* Exercise brief *
In each of the items below, swap "loose soil" for "bare ground" and leave the rest of every line unchanged.
- - -
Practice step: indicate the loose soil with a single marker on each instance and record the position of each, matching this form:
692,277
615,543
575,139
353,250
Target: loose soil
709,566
- - -
* Complete output *
Practice step: indicate the bare ground with a single marker on each instance and record the position of each, matching this form:
692,277
615,543
575,139
353,250
Target: bare ground
709,566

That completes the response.